#### [Task to complete]
Arrange the data below as a Markdown table with the columns "Row" and "Line," numbering each line and omitting blank lines. Begin at the line containing "Identify a point for each instance of the truck door" and continue through the last line of the data.

#### [Supplied records]
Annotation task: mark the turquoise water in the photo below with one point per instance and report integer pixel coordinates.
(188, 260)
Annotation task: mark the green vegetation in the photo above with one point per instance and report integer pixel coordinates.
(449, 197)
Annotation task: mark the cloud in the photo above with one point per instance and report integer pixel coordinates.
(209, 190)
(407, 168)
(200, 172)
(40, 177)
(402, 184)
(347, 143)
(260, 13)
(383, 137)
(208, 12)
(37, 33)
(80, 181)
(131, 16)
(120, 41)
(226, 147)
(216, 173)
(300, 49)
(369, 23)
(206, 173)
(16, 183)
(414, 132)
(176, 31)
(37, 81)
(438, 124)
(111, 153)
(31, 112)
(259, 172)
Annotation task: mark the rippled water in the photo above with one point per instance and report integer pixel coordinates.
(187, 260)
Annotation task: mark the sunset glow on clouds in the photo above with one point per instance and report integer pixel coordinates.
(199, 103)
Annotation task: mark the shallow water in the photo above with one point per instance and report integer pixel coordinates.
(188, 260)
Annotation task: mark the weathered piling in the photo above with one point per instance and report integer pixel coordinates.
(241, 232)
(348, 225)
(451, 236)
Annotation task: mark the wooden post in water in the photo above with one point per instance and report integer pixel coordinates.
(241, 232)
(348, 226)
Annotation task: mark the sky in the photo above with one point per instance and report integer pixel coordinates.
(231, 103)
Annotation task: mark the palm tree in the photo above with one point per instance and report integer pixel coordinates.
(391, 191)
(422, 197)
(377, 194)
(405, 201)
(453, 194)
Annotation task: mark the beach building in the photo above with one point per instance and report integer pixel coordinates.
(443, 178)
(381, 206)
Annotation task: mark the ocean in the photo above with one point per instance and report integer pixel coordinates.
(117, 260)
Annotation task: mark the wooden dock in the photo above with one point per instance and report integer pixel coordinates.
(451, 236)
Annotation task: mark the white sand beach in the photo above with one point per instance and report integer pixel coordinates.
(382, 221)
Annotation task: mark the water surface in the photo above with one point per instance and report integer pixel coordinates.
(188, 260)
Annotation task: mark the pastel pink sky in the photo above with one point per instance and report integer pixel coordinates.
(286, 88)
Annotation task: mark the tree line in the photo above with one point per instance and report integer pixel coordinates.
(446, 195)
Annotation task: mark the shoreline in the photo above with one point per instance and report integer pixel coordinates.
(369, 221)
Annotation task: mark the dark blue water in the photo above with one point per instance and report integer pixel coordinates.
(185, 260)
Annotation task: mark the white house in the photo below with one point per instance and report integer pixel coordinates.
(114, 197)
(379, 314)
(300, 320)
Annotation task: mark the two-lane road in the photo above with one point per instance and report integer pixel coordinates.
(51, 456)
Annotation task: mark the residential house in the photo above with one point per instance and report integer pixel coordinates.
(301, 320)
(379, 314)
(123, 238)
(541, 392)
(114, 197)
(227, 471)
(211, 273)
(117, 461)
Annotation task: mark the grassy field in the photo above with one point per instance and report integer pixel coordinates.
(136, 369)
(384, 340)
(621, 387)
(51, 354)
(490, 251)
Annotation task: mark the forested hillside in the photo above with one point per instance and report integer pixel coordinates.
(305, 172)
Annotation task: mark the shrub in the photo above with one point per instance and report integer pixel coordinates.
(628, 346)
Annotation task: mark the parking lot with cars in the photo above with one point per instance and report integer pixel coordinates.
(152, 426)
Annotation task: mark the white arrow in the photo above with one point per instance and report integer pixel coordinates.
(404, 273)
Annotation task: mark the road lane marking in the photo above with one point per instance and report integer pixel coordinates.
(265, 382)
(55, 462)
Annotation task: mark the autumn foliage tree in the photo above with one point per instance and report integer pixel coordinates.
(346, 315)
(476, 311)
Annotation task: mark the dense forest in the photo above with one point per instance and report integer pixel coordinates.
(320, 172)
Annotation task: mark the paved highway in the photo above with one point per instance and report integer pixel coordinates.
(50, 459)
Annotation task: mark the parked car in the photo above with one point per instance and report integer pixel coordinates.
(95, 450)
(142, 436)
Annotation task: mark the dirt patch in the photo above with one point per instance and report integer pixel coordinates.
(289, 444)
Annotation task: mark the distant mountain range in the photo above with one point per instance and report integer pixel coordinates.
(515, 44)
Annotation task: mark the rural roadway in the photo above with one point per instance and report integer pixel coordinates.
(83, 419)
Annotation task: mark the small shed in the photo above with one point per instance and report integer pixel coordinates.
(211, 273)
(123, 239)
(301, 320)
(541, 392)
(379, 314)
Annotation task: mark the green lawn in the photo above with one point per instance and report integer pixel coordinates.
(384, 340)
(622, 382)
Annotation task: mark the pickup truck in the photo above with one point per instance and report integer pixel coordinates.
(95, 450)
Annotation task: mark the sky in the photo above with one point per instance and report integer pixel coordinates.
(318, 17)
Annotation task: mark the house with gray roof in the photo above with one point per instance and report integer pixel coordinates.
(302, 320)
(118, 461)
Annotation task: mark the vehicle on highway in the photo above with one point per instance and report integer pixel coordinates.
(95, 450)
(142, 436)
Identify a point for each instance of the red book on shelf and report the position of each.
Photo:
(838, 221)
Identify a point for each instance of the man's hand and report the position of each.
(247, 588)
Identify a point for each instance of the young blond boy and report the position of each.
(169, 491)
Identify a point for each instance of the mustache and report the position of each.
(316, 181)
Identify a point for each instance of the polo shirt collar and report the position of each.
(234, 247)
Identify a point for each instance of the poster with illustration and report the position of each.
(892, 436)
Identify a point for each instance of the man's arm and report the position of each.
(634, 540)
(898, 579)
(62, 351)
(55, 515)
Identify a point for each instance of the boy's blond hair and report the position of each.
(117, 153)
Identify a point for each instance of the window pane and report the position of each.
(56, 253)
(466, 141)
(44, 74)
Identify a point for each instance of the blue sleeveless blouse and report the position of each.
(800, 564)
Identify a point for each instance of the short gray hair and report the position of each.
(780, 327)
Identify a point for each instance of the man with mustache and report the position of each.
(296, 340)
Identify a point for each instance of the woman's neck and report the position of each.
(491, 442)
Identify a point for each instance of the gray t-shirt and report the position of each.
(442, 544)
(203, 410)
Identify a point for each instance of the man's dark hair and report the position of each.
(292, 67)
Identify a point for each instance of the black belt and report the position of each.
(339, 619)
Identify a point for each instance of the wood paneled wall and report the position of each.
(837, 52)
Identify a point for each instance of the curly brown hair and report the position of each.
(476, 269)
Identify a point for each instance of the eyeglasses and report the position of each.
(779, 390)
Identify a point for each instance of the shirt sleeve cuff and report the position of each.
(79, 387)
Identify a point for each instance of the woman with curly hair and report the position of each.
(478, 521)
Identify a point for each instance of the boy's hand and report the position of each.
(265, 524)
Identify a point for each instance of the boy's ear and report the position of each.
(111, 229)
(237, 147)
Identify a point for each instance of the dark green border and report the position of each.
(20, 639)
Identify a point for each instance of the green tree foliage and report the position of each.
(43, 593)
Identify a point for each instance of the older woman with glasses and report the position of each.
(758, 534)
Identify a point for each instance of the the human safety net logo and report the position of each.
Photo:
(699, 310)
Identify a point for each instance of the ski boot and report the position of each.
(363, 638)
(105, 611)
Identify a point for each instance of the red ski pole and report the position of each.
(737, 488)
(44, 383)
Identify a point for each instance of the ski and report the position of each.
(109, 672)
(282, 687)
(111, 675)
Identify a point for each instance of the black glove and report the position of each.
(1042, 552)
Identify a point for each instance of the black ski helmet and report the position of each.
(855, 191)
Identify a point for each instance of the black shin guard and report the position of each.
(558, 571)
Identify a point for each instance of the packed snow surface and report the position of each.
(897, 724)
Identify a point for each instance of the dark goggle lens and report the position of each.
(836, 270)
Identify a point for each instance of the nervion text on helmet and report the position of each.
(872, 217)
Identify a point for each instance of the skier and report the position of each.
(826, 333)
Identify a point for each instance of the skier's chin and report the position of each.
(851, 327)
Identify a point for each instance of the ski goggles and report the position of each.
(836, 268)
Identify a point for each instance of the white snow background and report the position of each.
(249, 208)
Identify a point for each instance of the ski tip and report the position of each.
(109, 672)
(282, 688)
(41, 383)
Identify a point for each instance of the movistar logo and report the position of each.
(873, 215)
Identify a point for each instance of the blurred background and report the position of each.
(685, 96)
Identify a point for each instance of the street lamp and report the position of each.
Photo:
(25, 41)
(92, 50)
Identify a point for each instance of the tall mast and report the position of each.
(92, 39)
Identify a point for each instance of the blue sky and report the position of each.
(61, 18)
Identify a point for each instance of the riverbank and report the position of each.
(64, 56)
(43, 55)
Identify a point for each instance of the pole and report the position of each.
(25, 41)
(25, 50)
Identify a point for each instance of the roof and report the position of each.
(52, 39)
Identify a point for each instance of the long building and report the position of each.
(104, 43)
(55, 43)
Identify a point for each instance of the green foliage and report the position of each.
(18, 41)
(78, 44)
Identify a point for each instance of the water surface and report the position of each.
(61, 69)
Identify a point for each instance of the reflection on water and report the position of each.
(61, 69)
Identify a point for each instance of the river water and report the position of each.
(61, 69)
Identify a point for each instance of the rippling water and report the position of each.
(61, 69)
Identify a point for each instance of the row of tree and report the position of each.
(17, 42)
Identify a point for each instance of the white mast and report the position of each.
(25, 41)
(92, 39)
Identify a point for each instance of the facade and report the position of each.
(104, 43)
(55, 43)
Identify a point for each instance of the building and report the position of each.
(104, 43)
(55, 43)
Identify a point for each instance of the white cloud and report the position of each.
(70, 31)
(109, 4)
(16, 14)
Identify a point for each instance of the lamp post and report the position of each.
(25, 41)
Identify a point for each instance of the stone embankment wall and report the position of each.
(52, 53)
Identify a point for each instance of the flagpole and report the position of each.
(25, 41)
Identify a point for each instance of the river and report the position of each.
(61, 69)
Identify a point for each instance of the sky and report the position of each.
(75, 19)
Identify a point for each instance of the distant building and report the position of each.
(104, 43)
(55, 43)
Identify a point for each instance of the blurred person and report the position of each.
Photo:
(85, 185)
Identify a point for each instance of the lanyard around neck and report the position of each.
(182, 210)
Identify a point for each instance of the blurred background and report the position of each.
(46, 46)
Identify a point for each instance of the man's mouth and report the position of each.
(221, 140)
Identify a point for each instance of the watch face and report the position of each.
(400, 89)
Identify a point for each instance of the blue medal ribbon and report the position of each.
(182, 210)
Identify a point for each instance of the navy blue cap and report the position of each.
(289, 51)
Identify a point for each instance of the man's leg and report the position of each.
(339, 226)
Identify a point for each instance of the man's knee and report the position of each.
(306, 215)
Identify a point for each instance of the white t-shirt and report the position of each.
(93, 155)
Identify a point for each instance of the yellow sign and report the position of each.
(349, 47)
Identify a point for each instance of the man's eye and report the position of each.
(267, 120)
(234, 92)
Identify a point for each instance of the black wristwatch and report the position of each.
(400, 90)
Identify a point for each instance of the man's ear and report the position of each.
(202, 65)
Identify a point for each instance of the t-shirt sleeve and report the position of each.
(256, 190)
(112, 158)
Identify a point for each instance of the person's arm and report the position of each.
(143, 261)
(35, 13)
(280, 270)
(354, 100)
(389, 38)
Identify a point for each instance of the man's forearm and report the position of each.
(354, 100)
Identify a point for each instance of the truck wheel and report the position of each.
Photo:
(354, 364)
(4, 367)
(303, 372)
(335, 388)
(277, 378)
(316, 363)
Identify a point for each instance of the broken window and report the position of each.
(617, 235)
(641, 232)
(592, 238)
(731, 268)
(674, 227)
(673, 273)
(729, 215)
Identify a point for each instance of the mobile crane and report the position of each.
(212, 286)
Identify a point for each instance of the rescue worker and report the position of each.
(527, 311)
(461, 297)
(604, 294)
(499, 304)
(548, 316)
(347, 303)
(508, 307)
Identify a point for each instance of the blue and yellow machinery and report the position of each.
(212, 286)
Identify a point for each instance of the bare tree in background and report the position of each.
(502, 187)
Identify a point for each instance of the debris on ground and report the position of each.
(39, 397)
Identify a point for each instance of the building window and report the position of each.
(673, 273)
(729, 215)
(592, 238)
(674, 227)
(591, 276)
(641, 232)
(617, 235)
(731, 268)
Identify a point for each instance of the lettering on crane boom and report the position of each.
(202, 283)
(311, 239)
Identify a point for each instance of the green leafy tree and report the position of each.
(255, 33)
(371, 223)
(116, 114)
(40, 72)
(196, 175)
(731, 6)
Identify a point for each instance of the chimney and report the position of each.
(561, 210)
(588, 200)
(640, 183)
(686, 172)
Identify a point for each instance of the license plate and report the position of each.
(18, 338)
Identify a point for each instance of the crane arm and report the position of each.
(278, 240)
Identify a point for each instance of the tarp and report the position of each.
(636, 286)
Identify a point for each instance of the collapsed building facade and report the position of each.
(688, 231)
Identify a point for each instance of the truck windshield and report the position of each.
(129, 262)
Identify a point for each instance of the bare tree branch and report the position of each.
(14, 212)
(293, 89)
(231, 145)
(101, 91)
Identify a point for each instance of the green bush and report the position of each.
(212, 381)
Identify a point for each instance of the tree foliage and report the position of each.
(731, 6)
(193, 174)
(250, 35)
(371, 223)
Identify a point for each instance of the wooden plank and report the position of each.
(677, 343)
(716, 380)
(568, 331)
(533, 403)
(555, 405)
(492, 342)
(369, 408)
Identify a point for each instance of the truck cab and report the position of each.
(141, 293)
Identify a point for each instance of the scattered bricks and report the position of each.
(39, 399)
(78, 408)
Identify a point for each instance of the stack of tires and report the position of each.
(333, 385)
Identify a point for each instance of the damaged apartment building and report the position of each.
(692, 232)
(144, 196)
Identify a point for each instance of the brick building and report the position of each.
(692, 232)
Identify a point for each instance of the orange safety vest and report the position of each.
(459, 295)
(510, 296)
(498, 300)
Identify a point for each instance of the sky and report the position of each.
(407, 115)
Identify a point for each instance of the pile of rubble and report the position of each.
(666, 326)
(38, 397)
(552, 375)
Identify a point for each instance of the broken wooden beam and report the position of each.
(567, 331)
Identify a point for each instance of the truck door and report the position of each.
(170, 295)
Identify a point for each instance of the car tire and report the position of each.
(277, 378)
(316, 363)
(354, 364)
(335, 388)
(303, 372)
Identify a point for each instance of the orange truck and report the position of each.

#### [Written solution]
| Row | Line |
|---|---|
| 1 | Identify a point for each instance of the truck door and report the position of each. |
| 2 | (170, 295) |
| 3 | Identify a point for each instance of the car tire and report the position of each. |
| 4 | (277, 378) |
| 5 | (316, 363) |
| 6 | (354, 364) |
| 7 | (335, 388) |
| 8 | (303, 372) |
| 9 | Identify a point for each instance of the orange truck and report the position of each. |